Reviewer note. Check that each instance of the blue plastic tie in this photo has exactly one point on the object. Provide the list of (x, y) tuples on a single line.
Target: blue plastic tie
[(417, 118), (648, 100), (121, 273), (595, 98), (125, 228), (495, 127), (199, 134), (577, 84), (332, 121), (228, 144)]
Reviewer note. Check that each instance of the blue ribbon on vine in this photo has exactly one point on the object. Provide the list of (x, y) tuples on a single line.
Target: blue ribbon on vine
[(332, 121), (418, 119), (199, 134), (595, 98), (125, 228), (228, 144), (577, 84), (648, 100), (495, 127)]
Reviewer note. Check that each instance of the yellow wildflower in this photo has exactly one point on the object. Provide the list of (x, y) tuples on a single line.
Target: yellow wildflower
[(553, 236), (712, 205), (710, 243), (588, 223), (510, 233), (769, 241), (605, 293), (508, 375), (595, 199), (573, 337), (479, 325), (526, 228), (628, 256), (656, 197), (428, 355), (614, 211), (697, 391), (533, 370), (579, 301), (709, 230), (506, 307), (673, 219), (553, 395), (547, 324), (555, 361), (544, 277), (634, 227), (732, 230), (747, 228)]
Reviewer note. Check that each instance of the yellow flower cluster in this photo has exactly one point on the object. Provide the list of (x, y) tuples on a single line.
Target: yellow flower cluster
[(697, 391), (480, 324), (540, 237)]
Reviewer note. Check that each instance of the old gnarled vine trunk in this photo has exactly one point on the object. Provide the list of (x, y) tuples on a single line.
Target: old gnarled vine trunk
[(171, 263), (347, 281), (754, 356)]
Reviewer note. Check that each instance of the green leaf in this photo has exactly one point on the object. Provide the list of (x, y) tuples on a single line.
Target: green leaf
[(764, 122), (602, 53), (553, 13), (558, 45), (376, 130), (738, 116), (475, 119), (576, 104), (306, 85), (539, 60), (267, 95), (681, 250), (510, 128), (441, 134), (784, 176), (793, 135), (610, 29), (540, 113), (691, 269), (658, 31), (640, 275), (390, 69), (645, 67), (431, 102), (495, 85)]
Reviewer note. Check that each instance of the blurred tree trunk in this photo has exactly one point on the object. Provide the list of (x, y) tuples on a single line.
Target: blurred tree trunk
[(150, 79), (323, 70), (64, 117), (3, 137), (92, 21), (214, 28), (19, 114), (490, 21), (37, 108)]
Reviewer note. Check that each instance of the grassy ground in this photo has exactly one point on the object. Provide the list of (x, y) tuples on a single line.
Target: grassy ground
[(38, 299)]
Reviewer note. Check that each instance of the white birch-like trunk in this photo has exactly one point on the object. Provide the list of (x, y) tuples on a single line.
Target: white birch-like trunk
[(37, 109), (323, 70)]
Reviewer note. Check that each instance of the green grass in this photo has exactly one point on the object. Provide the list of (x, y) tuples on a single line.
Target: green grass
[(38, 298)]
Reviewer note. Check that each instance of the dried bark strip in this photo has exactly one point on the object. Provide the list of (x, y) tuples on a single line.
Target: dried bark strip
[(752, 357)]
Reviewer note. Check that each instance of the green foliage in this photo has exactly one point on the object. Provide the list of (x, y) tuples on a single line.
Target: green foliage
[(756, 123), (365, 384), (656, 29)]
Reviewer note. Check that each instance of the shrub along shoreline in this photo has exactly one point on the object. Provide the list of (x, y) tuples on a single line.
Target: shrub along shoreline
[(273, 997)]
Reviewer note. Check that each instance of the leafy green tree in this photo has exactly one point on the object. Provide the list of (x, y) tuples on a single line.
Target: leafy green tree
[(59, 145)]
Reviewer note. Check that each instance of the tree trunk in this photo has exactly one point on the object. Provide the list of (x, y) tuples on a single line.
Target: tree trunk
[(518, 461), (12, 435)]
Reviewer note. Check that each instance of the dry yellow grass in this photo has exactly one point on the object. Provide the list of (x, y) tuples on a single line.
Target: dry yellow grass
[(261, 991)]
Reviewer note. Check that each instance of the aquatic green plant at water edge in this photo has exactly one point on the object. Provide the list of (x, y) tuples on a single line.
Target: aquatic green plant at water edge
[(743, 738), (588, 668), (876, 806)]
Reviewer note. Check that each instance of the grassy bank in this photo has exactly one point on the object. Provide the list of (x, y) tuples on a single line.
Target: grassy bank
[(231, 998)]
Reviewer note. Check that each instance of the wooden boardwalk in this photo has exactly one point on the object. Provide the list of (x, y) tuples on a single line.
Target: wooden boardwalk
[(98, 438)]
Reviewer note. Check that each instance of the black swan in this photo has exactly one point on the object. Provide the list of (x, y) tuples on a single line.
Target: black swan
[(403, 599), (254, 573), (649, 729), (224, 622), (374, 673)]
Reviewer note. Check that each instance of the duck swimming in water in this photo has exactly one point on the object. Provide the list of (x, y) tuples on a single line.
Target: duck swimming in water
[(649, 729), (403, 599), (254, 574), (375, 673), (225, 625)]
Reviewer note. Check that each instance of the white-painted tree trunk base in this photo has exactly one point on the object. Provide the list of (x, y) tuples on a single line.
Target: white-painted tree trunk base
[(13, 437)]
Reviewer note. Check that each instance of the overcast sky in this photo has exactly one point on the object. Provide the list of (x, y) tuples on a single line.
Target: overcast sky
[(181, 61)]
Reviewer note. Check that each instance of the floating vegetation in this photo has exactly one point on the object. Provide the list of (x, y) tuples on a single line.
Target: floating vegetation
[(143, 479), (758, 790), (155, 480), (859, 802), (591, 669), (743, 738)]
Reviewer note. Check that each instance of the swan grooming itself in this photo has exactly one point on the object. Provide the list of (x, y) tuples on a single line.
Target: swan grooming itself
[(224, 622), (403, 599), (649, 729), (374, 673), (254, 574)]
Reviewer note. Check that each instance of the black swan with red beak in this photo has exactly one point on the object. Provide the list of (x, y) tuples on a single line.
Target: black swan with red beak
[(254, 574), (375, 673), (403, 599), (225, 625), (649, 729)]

------------

> _PROBLEM TO SOLVE_:
Quote every one of the records above word for word, keeping the lines in their original order.

> _ANSWER FOR THIS EXERCISE_:
Reviewer note. Check that each instance of the blue plastic tie in this photo has exactly one point on the object. Provide the list of (x, y) tuples on a single line.
Target: blue plastic tie
[(417, 118), (648, 100), (121, 273), (595, 98), (125, 228), (495, 127), (199, 134), (577, 84), (332, 121), (228, 144)]
Reviewer note. Check that each instance of the blue ribbon on vine in this photo has exactly one point on the object. Provide the list of (x, y) tuples on a single line.
Target: blue ribbon on vine
[(332, 121), (418, 119), (199, 134), (595, 98), (125, 228), (228, 144), (577, 84), (648, 100), (495, 127)]
Reviewer note. Check that each instance of the yellow wildflower in this photo has exactly one point on the object. Provide the list of (x, y) tuples on a single line.
Target: yellow wildflower
[(553, 236), (712, 205), (710, 243), (588, 223), (510, 233), (769, 241), (605, 293), (508, 375), (595, 199), (573, 337), (479, 325), (526, 228), (628, 256), (656, 197), (428, 355), (614, 211), (697, 391), (533, 370), (579, 301), (709, 230), (506, 307), (673, 219), (553, 395), (547, 324), (555, 361), (544, 277), (634, 227), (732, 230), (747, 228)]
Reviewer note. Check that each instance of the yellow flower cluster in this photo has exactly one point on the object. Provide the list of (x, y) tuples on a single line.
Target: yellow flower cluster
[(697, 391), (480, 324), (540, 237)]
Reviewer note. Check that each instance of the old gnarled vine trunk in this photo has exactly one point on the object. Provide the list of (x, y) tuples on a single line.
Target: old gnarled vine trunk
[(171, 263), (347, 281), (754, 356)]
Reviewer note. Check that each instance of the green leaf in this photo has exactly one point on the object. Provide the list of (x, y) tuples on a single line.
Target: green leaf
[(764, 122), (602, 53), (553, 13), (558, 45), (376, 130), (738, 116), (475, 119), (576, 104), (306, 85), (539, 60), (267, 95), (681, 250), (510, 128), (441, 134), (784, 176), (793, 135), (610, 29), (540, 113), (691, 269), (658, 31), (640, 275), (390, 69), (645, 67), (431, 102), (495, 85)]
Reviewer note. Check that each instance of the blurred tree trunk in this photo has exactly one point on the object. Provide the list of (x, y) tuples on a single line.
Target: blurred tree trunk
[(150, 79), (323, 70), (64, 117), (3, 137), (92, 21), (214, 28), (19, 114), (490, 21), (37, 108)]
Reviewer note. Check that each instance of the grassy ground in this photo has exactly one point on the object. Provide the list of (x, y) tuples on a single line.
Target: grassy ground
[(38, 299)]
Reviewer note. Check that each instance of the white birch-like trunk in this photo has exactly one point on the object. Provide the list of (x, y) tuples on a single line.
Target: white birch-like trunk
[(37, 109), (323, 70)]
Reviewer note. Check that each instance of the green grass in this photo has exactly one point on the object. Provide the list of (x, y) tuples on a single line.
Target: green grass
[(38, 298)]
Reviewer note. Check that each instance of the dried bark strip in this photo has exactly one point on the object. Provide the list of (x, y) tuples on a single line.
Target: dried bark strip
[(752, 357)]
Reviewer note. Check that each instance of the green foliage in this photo has exactly one point on the object. Provide the list of (x, y) tuples on a single line.
Target: green foliage
[(756, 123), (365, 384), (656, 29)]
Reviewer note. Check that each instance of the shrub along shoreline in this photo has exactly one point on the object. Provide the list of (x, y) tuples on a single line.
Target: shrub along shoreline
[(273, 997)]
Reviewer note. Check that each instance of the leafy green tree in this photo has exactly one point on the object. Provide the list of (x, y) tuples on a single line.
Target: leafy green tree
[(59, 145)]
Reviewer note. Check that each instance of the tree trunk in this photo has exactly one point on the object. Provide the list of (x, y) tuples on a single line.
Target: tree trunk
[(518, 461), (12, 435)]
Reviewer note. Check that each instance of the dry yellow grass in this photo has exactly one point on the object. Provide the list of (x, y) tuples on a single line.
Target: dry yellow grass
[(261, 991)]
Reviewer note. Check that each instance of the aquatic green plant at water edge in this photo has exactly one point on the object. Provide the list of (x, y) tuples on a single line.
Target: aquatic green plant at water edge
[(743, 738), (588, 668), (876, 806)]
Reviewer note. Check that each instance of the grassy bank in this photo has exactly one point on the object. Provide the list of (x, y) tuples on a single line.
Target: grassy bank
[(231, 998)]
Reviewer note. Check that each instance of the wooden boardwalk in this photo has exactly one point on the object. Provide the list of (x, y) tuples on a single line.
Target: wooden boardwalk
[(98, 438)]
Reviewer note. Check that each instance of the black swan in this photo has exactly one point on the object. Provide the list of (x, y) tuples on a single line.
Target: black swan
[(403, 599), (254, 573), (649, 729), (224, 622), (374, 673)]
Reviewer note. Check that each instance of the duck swimming in water in this photo has exactly one point on the object. Provide the list of (x, y) tuples on a single line.
Target: duck swimming in water
[(649, 729), (403, 599), (254, 574), (375, 673), (225, 625)]
Reviewer note. Check that each instance of the white-painted tree trunk base in this photo has exactly one point on the object. Provide the list of (x, y) tuples on a single line.
Target: white-painted tree trunk base
[(13, 437)]
Reviewer note. Check that each instance of the overcast sky in this photo has exactly one point on the object. Provide the list of (x, y) tuples on a single line.
Target: overcast sky
[(181, 61)]
Reviewer note. Check that each instance of the floating vegetation in this photo has exactly one point on the object. Provide the list of (x, y) tuples on a single line.
Target: floating vegetation
[(143, 479), (758, 790), (155, 480), (859, 802), (591, 669), (743, 738)]
Reviewer note. Check that each instance of the swan grooming itself in this photo has exactly one point on the object. Provide the list of (x, y) tuples on a single line.
Target: swan grooming itself
[(224, 622), (403, 599), (649, 729), (374, 673), (254, 574)]
Reviewer note. Check that each instance of the black swan with red beak in this photo has exactly one point on the object. Provide the list of (x, y) tuples on a single line.
Target: black swan with red beak
[(254, 574), (375, 673), (403, 599), (225, 625), (649, 729)]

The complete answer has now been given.